[Compiti da svolgere]
[1] Trascrivi il tratto del brano sugli exploit e l'IA che va da "Secondo Chris Rohlf, ricercatore" fino a "automatizzare il processo.".
[2] Riprendi il testo sugli exploit generati con i modelli di IA e proseguilo dopo la sua ultima frase.

==== Brano

Secondo Chris Rohlf, ricercatore di sicurezza, i modelli di IA non sono ancora in grado di scoprire e generare nuovi exploit per le vulnerabilità note dei sistemi in completa autonomia, ma solo di sfruttare la conoscenza esistente per automatizzare il processo.
Per illustrare la sua posizione, Rohlf analizza un paper in cui i ricercatori dimostrano come un LLM sia stato capace di sfruttare quasi tutte le CVE usate nel test; nel dettaglio, il gruppo ha sviluppato costruito un agente in grado di interfacciarsi con GPT-4 e altri modelli e ha testato le sue capacità di exploit con una lista di 15 vulnerabilità note. Le CVE sono tutte presenti in software open source, citate molti altri paper accademici e, cosa più importante, sono state scoperte dopo il cut-off di conoscenza di GPT-4 per valutare se effettivamente l’agente stava “ragionando” sulla vulnerabilità e non semplicemente usando le informazioni che aveva già a disposizione.

========
==== Dati disponibili

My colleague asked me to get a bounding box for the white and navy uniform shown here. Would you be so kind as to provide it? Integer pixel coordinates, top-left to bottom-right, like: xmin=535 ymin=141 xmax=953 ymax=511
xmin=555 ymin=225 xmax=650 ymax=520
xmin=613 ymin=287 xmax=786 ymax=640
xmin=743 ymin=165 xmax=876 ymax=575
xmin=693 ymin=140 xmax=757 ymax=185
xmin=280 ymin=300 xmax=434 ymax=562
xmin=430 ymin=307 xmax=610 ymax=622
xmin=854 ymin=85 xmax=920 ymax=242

========

[Risposte numerate]
[1]
Secondo Chris Rohlf, ricercatore di sicurezza, i modelli di IA non sono ancora in grado di scoprire e generare nuovi exploit per le vulnerabilità note dei sistemi in completa autonomia, ma solo di sfruttare la conoscenza esistente per automatizzare il processo.

[2]
Il test dei ricercatori ha dimostrato che GPT-4 è riuscito a sfruttare l’87% delle vulnerabilità semplicemente avendo accesso alla sua descrizione; in assenza di essa, il tasso di successo è sceso al 7%; al contrario, gli altri modelli non sono riusciti a sfruttare alcun bug pur avendo accesso alle stesse informazioni di GPT-4.
Visti i risultati, gli autori del paper concludono che il modello ha dimostrato la capacità emergente di sfruttare autonomamente vulnerabilità 1-day reali. Secondo Rohlf, però, si tratta di una conclusione affrettata che non riflette le reali abilità degli LLM.
Il ricercatore evidenzia innanzitutto che gli autori del paper non hanno rilasciato né i prompt utilizzati, né il codice dell’agente, né gli output del modello per evitare rischi di sicurezza, e ciò rende il loro processo poco trasparente e difficile da approfondire.
Rohlf spiega inoltre che l’agente illustrato nel paper presenta un modulo capace di effettuare ricerche sul web, di fatto in grado di trovare tutte le informazioni tecniche per sfruttare le CVE note. Gli exploit delle vulnerabilità sono semplici da reperire e da eseguire, composti solo da qualche linea di codice, e sono accessibili direttamente dal National Vulnerability Database. “In molti casi il link NVD è il primo risultato di ricerca su Google” afferma Rohlf.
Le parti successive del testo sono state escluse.